WORK TO DO
Write out the lines below as a JSON list of strings, one string per line, and leave out any blank lines.

-- Start of RECORDS FOR THE TASK --

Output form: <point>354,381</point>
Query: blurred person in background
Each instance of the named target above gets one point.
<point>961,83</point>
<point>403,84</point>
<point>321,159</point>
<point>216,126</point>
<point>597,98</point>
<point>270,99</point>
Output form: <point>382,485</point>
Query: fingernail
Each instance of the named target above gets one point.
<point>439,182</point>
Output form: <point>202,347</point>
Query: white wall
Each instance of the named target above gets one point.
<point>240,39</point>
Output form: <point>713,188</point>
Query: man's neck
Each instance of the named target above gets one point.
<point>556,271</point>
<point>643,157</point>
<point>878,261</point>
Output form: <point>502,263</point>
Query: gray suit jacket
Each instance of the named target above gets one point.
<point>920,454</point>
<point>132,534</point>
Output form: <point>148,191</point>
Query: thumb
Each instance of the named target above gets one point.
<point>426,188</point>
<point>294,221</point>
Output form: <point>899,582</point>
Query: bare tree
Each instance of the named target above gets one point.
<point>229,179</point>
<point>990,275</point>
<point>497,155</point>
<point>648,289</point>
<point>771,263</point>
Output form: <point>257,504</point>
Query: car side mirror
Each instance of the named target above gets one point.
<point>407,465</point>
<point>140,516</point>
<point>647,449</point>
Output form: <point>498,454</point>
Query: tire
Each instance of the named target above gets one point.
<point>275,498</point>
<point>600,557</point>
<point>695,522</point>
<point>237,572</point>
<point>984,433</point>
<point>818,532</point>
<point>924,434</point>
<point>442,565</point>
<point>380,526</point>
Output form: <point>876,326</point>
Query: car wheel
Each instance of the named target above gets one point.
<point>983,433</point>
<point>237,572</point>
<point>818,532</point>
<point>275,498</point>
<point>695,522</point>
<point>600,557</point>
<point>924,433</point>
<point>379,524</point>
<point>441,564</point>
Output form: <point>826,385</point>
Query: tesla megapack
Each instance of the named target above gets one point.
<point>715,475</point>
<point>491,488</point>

-- End of RECORDS FOR THE TASK --

EXPECTED ANSWER
[
  "Output form: <point>354,381</point>",
  "Query: blurred person in background",
  "Each instance of the named target above gets one point.",
  "<point>961,83</point>",
  "<point>403,84</point>",
  "<point>321,159</point>",
  "<point>216,126</point>",
  "<point>597,98</point>",
  "<point>270,99</point>",
  "Output form: <point>382,485</point>",
  "Query: fingernail",
  "Each instance of the named target above gets one point.",
  "<point>439,182</point>",
  "Output form: <point>202,347</point>",
  "Query: white wall",
  "Each instance of the named target above gets one point.",
  "<point>240,39</point>",
  "Output form: <point>713,188</point>",
  "Query: man's neck",
  "Each instance of the named target above gets one point.",
  "<point>556,271</point>",
  "<point>643,157</point>",
  "<point>878,261</point>",
  "Output form: <point>502,263</point>",
  "Query: gray suit jacket",
  "Each instance of the named target above gets one point.",
  "<point>920,454</point>",
  "<point>132,534</point>",
  "Output form: <point>148,191</point>",
  "Query: thumb",
  "Each instance of the named target above gets one point.",
  "<point>426,188</point>",
  "<point>294,221</point>",
  "Output form: <point>899,582</point>",
  "Query: bare tree",
  "Each instance of the named target above gets one point.",
  "<point>229,179</point>",
  "<point>990,275</point>",
  "<point>497,155</point>",
  "<point>648,289</point>",
  "<point>771,263</point>",
  "Output form: <point>257,504</point>",
  "Query: car side mirror",
  "Each instance of the named target above gets one point.",
  "<point>407,465</point>",
  "<point>140,516</point>",
  "<point>647,449</point>",
  "Output form: <point>498,454</point>",
  "Query: tire",
  "Each instance of the named target above gets one point.",
  "<point>275,498</point>",
  "<point>600,557</point>",
  "<point>695,522</point>",
  "<point>237,572</point>",
  "<point>984,433</point>",
  "<point>818,532</point>",
  "<point>924,434</point>",
  "<point>442,565</point>",
  "<point>380,526</point>",
  "Output form: <point>876,326</point>",
  "Query: car wheel",
  "Each instance of the named target above gets one point.",
  "<point>983,433</point>",
  "<point>237,572</point>",
  "<point>818,532</point>",
  "<point>275,498</point>",
  "<point>695,522</point>",
  "<point>600,557</point>",
  "<point>924,433</point>",
  "<point>379,524</point>",
  "<point>441,564</point>",
  "Output form: <point>826,385</point>",
  "Query: tesla megapack",
  "Each instance of the named target above gets one point.",
  "<point>715,475</point>",
  "<point>491,488</point>"
]